DIRECTIVES:
1. In the forum thread below about the Fujitsu Lifebook wireless problem, what message does the laptop's local area connection show?
2. Sum up the Fujitsu Lifebook wireless thread below in two sentences.
3. From the Fujitsu Lifebook wireless thread below, quote the part that opens with the words containing "## Tracyk0915 (Dec" and closes with "help. Thank you!".

# Wireless Connectivity Problem with Fujitsu Lifebook Series E



## Tracyk0915 (Dec 31, 2012)

I have a Fujitsu Lifebook Series E that used to connect to the internet but will not connect now. It will not recognize or list any wireless connections available. Actually, I can't even pull up an empty list of wireless connections available. It does have a local area connection but it says a network cable is unplugged. I know it may be a faulty wireless card but I don't know how to test it or, if it is bad, where the find it to replace it. Can someone please guide me through the steps to either fix the connection or determine if my wireless card is bad? I appreciate any and all help. Thank you!


----------



## etaf (Oct 2, 2003)

is the wireless switched on - often a physical switch or a combination of the FN and one of the F keys to toggle the wireless on off

can we see an xirrus screen shot
*------------------------------------------------------------------------*
* Run Xirrus Wi-Fi Inspector  
Download and install*
If you cannot access the internet with this PC, then you will need to copy the program across to the faulty PC
Save the file to a USB flash drive or other removable media. Plug it into the working computer with internet access and copy the file and install the program. 
You will now need to take a screen shot and copy that back to the working PC and attach the screen shot in a reply on the forum here.

http://www.xirrus.com/Products/Wi-Fi-Inspector.aspx
Direct link to the program is here http://info.xirrus.com/Wi-FiInspectorConfirmation.html

_{If the above link does not work heres another link http://www.pcworld.com/downloads/file_download/fid,77196-order,4/download.html}_

Then run and install the program - on a wireless enabled PC/Laptop
if you get an error - You need will need to have NET Framework installed for the WiFi Inspector to function.

COLLECTED DATA:
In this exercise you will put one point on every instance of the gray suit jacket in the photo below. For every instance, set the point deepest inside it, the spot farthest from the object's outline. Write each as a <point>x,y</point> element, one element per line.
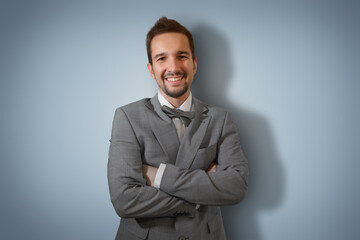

RESULTS:
1. It says a network cable is unplugged.

2. A Fujitsu Lifebook Series E owner says the laptop no longer lists any wireless connections and its local area connection reports an unplugged network cable, and asks for help fixing it or testing whether the wireless card is bad. A reply asks whether the wireless is switched on, either by a physical switch or by FN plus an F key, and requests a screen shot from Xirrus Wi-Fi Inspector, explaining how to copy the program over on a USB flash drive if the laptop cannot get online.

3.
## Tracyk0915 (Dec 31, 2012)

I have a Fujitsu Lifebook Series E that used to connect to the internet but will not connect now. It will not recognize or list any wireless connections available. Actually, I can't even pull up an empty list of wireless connections available. It does have a local area connection but it says a network cable is unplugged. I know it may be a faulty wireless card but I don't know how to test it or, if it is bad, where the find it to replace it. Can someone please guide me through the steps to either fix the connection or determine if my wireless card is bad? I appreciate any and all help. Thank you!